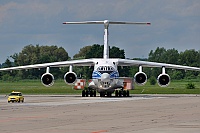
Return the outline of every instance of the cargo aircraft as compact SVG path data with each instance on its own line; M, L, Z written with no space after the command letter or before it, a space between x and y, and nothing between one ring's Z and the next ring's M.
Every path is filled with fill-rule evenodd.
M147 75L142 71L143 67L159 67L162 73L157 77L159 86L166 87L170 83L170 76L166 73L166 68L183 69L200 71L198 67L109 58L109 45L108 45L108 28L110 24L134 24L134 25L150 25L149 22L121 22L121 21L84 21L84 22L64 22L63 24L103 24L104 25L104 52L103 58L91 58L61 61L53 63L33 64L26 66L17 66L10 68L1 68L0 71L12 71L32 68L46 68L46 73L41 76L41 82L44 86L52 86L54 84L54 76L50 73L52 67L66 67L69 66L69 71L64 75L64 81L67 84L73 85L77 80L77 75L73 71L74 66L94 66L92 73L92 81L89 83L89 90L83 90L82 96L96 96L96 91L100 93L101 97L111 96L115 92L115 96L129 96L129 91L123 90L123 83L119 80L118 66L138 66L139 71L134 75L134 81L138 85L144 85L147 82ZM121 89L118 89L121 88Z

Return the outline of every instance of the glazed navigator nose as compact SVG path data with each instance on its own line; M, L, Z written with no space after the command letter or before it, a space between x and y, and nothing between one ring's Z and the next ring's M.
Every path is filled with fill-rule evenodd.
M109 82L109 81L110 81L110 74L108 74L108 73L103 73L103 74L101 75L101 81L102 81L102 82Z

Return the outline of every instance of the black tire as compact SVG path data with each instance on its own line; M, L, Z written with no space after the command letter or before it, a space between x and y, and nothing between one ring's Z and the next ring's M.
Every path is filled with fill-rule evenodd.
M94 96L94 93L92 90L90 90L90 97L93 97Z
M119 96L119 91L115 90L115 97L118 97L118 96Z
M97 95L97 93L96 93L96 91L94 91L94 97L96 97L96 95Z
M129 90L127 90L127 97L130 97L130 92L129 92Z
M85 91L85 96L88 97L89 92L86 90Z
M122 97L122 91L121 90L119 91L119 97Z
M85 97L85 90L82 91L82 97Z
M127 96L126 91L123 90L123 97L126 97L126 96Z

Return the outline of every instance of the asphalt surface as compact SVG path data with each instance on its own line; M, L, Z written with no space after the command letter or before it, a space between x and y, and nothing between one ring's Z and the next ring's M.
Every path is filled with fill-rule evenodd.
M1 133L200 133L200 95L0 95Z

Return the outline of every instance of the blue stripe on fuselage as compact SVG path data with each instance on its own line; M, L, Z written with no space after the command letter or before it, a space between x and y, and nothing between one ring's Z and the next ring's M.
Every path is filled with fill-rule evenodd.
M99 78L101 78L101 75L102 74L99 71L93 71L93 73L92 73L92 79L99 79ZM112 73L110 73L110 78L111 79L119 78L118 71L113 71Z

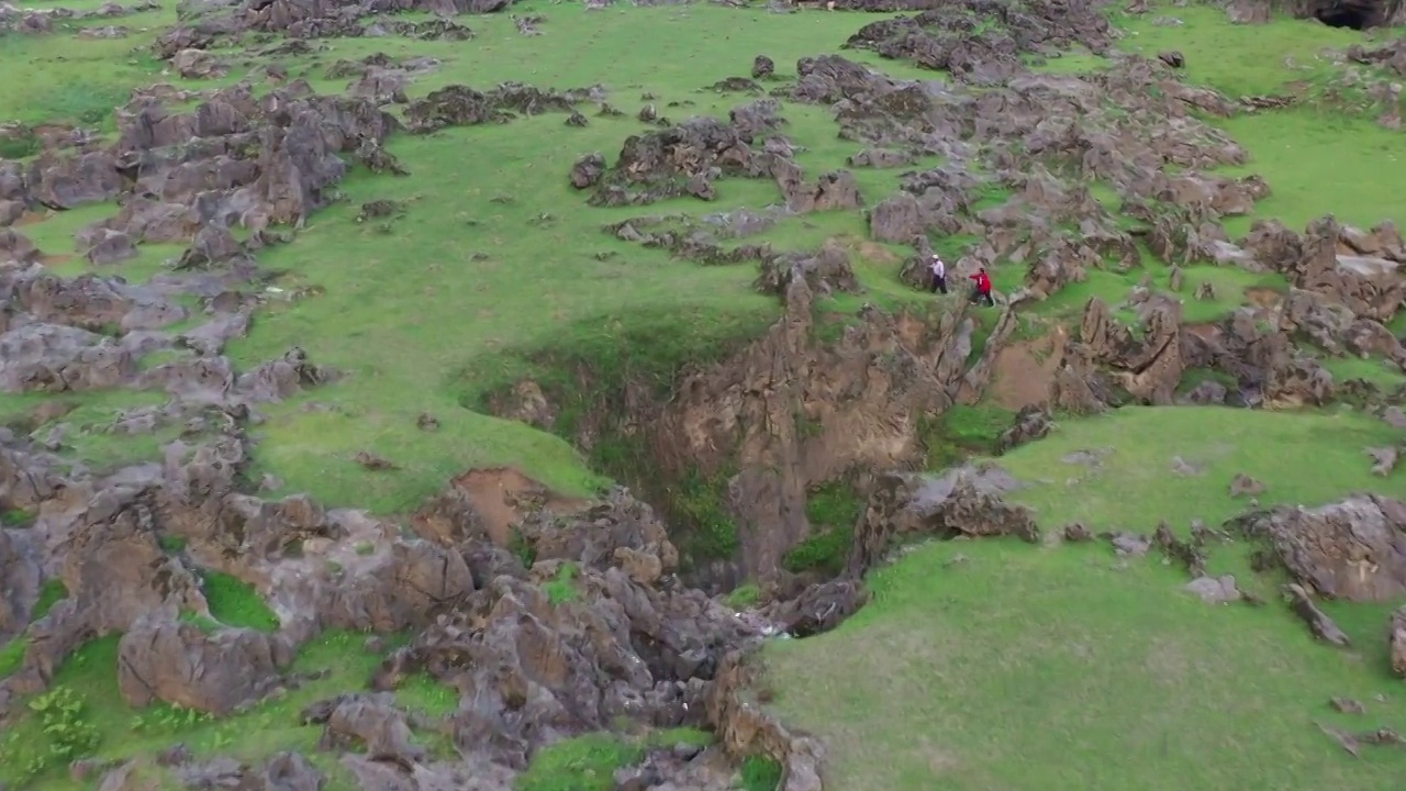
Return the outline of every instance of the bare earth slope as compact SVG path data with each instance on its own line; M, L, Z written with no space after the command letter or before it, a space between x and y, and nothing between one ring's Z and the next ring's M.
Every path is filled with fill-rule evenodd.
M1385 787L1399 20L0 6L0 788Z

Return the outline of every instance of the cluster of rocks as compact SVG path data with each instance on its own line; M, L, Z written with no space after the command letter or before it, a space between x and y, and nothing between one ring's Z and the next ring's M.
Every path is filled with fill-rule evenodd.
M10 3L0 3L0 32L45 34L53 32L55 24L80 20L112 20L142 11L160 8L160 3L143 0L132 6L118 3L103 3L97 8L75 11L73 8L21 8ZM127 28L117 25L84 27L79 35L86 38L121 38L127 35Z
M453 21L465 14L491 14L513 0L254 0L250 3L181 4L179 24L163 32L156 53L170 59L190 49L204 51L254 34L281 34L295 42L318 38L402 35L419 39L467 41L471 28ZM396 20L409 11L430 13L426 21Z

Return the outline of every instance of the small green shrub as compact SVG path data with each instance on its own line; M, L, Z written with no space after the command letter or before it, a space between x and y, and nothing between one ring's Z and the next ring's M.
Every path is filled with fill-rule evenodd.
M214 719L215 715L207 711L186 708L180 704L157 704L134 715L128 728L135 733L180 733Z
M576 590L575 563L562 563L557 576L550 583L544 584L541 590L547 591L547 600L554 605L581 598L581 591Z
M644 760L651 747L679 743L707 746L713 735L693 728L673 728L644 739L613 733L586 733L538 750L527 771L517 776L516 791L610 791L614 771Z
M782 764L765 756L742 760L742 788L745 791L776 791L782 783Z
M918 424L918 436L927 450L924 469L943 470L970 456L993 453L995 441L1014 419L1010 410L988 404L956 405L941 415L924 417Z
M162 548L162 552L167 555L174 555L186 549L186 539L183 536L160 536L156 539L156 545Z
M508 552L512 552L524 569L531 569L531 564L537 562L537 550L527 543L517 528L513 528L513 533L508 538Z
M671 490L673 510L695 528L683 543L703 557L731 557L741 546L737 524L723 505L727 500L728 477L725 472L703 477L693 469Z
M825 528L793 546L782 559L782 566L793 574L820 571L834 577L845 570L853 542L851 528Z
M0 646L0 678L18 673L24 664L24 652L27 650L30 650L30 638L24 635L18 635Z
M39 153L39 138L32 134L0 138L0 159L25 159Z
M28 528L32 524L34 524L34 514L22 508L11 508L8 511L0 511L0 528Z
M0 766L18 768L25 780L91 754L101 742L86 716L87 701L72 687L53 687L28 704L39 718L42 739L20 739L18 732L0 743Z
M201 632L207 635L214 635L215 632L224 629L219 621L209 618L208 615L201 615L198 612L191 612L188 609L181 611L180 619L186 624L194 624Z
M814 532L786 553L782 566L792 573L835 576L844 571L853 545L853 525L863 510L865 501L844 481L828 483L810 493L806 518Z
M762 588L756 583L747 583L745 586L738 586L733 593L723 598L723 602L733 609L748 609L756 607L756 602L762 600Z
M69 598L69 588L63 580L45 580L39 587L39 600L34 602L34 612L30 614L30 624L44 618L53 609L53 605Z
M238 577L221 571L204 574L205 602L209 614L222 624L260 632L278 629L278 616L269 609L263 597Z

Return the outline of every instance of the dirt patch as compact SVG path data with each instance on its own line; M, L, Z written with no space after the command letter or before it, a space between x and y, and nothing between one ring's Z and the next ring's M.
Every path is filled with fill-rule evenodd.
M1011 411L1047 403L1066 341L1064 328L1056 327L1043 338L1011 343L1002 349L995 357L993 400Z
M898 263L903 260L889 248L875 243L869 239L860 239L859 236L851 234L841 234L838 236L831 236L830 242L838 243L845 251L858 255L859 258L872 263Z
M575 514L591 505L586 500L564 497L513 467L468 470L454 479L474 508L484 518L489 538L506 546L513 524L543 508L555 514Z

▶ _Given task_:
Could you copy all of the material above into your reply line for line, without changing anything, and omit the pictures?

▶ _Correct response_:
Return the outline of every instance of the cargo aircraft as compact SVG path data with each instance on its own line; M, L, Z written with no space after the command letter or before it, a space between x and y, and nothing between one ring's Z and the next ring's M.
Every path is filled with fill-rule evenodd.
M147 75L142 71L143 67L159 67L162 73L157 77L159 86L166 87L170 83L170 76L166 73L166 68L183 69L200 71L198 67L109 58L109 45L108 45L108 28L110 24L134 24L134 25L150 25L149 22L121 22L121 21L84 21L84 22L64 22L63 24L103 24L104 25L104 52L103 58L91 58L61 61L53 63L33 64L26 66L17 66L10 68L1 68L0 71L12 71L32 68L46 68L46 73L41 76L41 82L44 86L52 86L54 84L54 76L50 73L52 67L66 67L69 66L69 71L64 75L64 81L67 84L73 85L77 80L77 75L73 71L74 66L94 66L92 73L92 81L89 83L89 90L83 90L82 96L96 96L96 91L100 93L101 97L111 96L115 92L115 96L129 96L129 91L123 90L123 83L119 80L118 66L138 66L139 71L134 75L134 81L138 85L144 85L147 82ZM121 89L118 89L121 88Z

Return the outline of every instance of the glazed navigator nose as compact SVG path data with each instance on its own line; M, L, Z written with no space after the command letter or before it, a space between x and y, and nothing between one ring's Z and the next ring's M.
Every path is filled with fill-rule evenodd.
M109 82L109 81L110 81L110 74L108 74L108 73L103 73L103 74L101 75L101 81L102 81L102 82Z

Return the outline of every instance of the black tire as compact SVG path data with each instance on its own line; M, L, Z written with no space after the command letter or before it, a space between x and y, and nothing between one ring's Z and the next ring's M.
Every path is filled with fill-rule evenodd.
M94 96L94 93L92 90L90 90L90 97L93 97Z
M119 96L119 91L115 90L115 97L118 97L118 96Z
M97 95L97 93L96 93L96 91L94 91L94 97L96 97L96 95Z
M129 90L127 90L127 97L130 97L130 92L129 92Z
M85 91L85 96L88 97L89 92L86 90Z
M122 97L122 91L121 90L119 91L119 97Z
M85 97L85 90L82 91L82 97Z
M127 96L126 91L123 90L123 97L126 97L126 96Z

Return the outline of every instance of the asphalt surface as compact SVG path data with each instance on its own line; M, L, Z written with no space after the command letter or before it, a space between x and y, and nothing between one ring's Z and the next ring's M.
Every path is filled with fill-rule evenodd.
M1 133L200 133L200 95L0 95Z

Return the outline of every instance of the blue stripe on fuselage as compact SVG path data with each instance on its own line; M, L, Z written with no space after the command letter or before it, a space between x and y, and nothing between one ring's Z and the next ring's M.
Every path is filled with fill-rule evenodd.
M99 78L101 78L101 75L102 74L99 71L93 71L93 73L92 73L92 79L99 79ZM112 73L110 73L110 78L111 79L119 78L118 71L113 71Z

Return the outline of every instance of the bare earth slope as compact SVG path data with each instance on its own line; M, L, Z written with no space after the command letter or before it, a space between x and y, and nothing between one ring's Z and the next ring's M.
Every path is filled with fill-rule evenodd.
M1385 787L1399 20L0 6L0 788Z

Return the outline of every instance of the cluster of rocks as compact SVG path data with each instance on its own line; M, L, Z written with no space after the command letter or before it, a space between x and y, and nothing between one ring's Z and the next ring's M.
Every path is filled with fill-rule evenodd.
M10 3L0 3L0 32L45 34L53 32L55 24L80 20L112 20L142 11L160 8L160 3L143 0L132 6L118 3L103 3L97 8L75 11L73 8L21 8ZM127 28L117 25L84 27L79 35L86 38L121 38L127 35Z
M453 21L465 14L491 14L513 0L254 0L250 3L181 4L179 24L163 32L156 53L170 59L190 49L204 51L254 34L281 34L295 42L318 38L402 35L419 39L467 41L471 28ZM396 20L409 11L430 13L426 21Z

Return the outline of every instance of the small green shrub as compact SVG path data with each instance on its own line; M, L, Z written with no space after the command letter or before it, a space between x and y, and nothing between one ring's Z and the next ring's M.
Every path is filled with fill-rule evenodd.
M214 719L215 715L207 711L186 708L180 704L157 704L134 715L128 728L135 733L180 733Z
M576 590L575 563L562 563L557 576L550 583L544 584L541 590L547 591L547 600L554 605L581 598L581 591Z
M644 760L651 747L679 743L707 746L713 735L693 728L673 728L644 739L613 733L586 733L538 750L527 771L517 776L516 791L610 791L614 771Z
M782 764L765 756L742 760L742 788L745 791L776 791L782 783Z
M918 424L918 436L927 450L924 469L943 470L970 456L993 453L995 441L1014 419L1010 410L988 404L956 405L941 415L924 417Z
M162 548L162 552L167 555L174 555L186 549L186 539L183 536L160 536L156 539L156 545Z
M508 552L512 552L524 569L531 569L531 564L537 562L537 550L527 543L517 528L513 528L513 533L508 538Z
M671 490L673 510L695 528L683 543L703 557L731 557L741 546L737 524L723 505L727 500L728 477L725 472L703 477L693 469Z
M825 528L793 546L782 559L782 566L793 574L820 571L834 577L845 570L853 542L851 528Z
M0 646L0 678L18 673L24 664L24 652L27 650L30 650L30 638L24 635L18 635Z
M39 153L39 138L32 134L0 138L0 159L25 159Z
M28 528L32 524L34 524L34 514L22 508L11 508L8 511L0 511L0 528Z
M0 766L18 768L25 780L91 754L101 742L86 716L87 701L72 687L53 687L28 704L39 718L42 739L20 739L18 732L0 743Z
M201 632L207 635L214 635L215 632L224 629L219 621L209 618L208 615L201 615L198 612L191 612L188 609L181 611L180 619L186 624L194 624Z
M814 532L786 553L782 566L792 573L835 576L844 571L853 545L853 525L863 510L865 501L844 481L828 483L810 493L806 518Z
M762 588L756 583L747 583L745 586L738 586L733 593L723 598L723 602L733 609L748 609L756 607L756 602L762 600Z
M69 598L69 588L63 580L45 580L39 587L39 600L34 602L34 612L30 614L30 624L44 618L53 609L53 605Z
M238 577L221 571L204 574L205 602L209 614L222 624L260 632L278 629L278 616L269 609L263 597Z

Return the outline of every instance of the dirt patch as compact SVG path data with each instance on its own line; M, L, Z written with no space after the command letter or before it, a space between x and y, and nothing between one ring's Z and the next ring's M.
Every path is filled with fill-rule evenodd.
M1011 411L1047 403L1066 341L1064 328L1056 327L1043 338L1011 343L1002 349L995 357L993 400Z
M898 263L903 260L889 248L875 243L869 239L860 239L859 236L851 234L841 234L838 236L831 236L830 242L838 243L845 251L858 255L859 258L872 263Z
M575 514L591 505L586 500L564 497L513 467L468 470L454 479L474 508L484 518L489 538L506 546L513 524L543 508L555 514Z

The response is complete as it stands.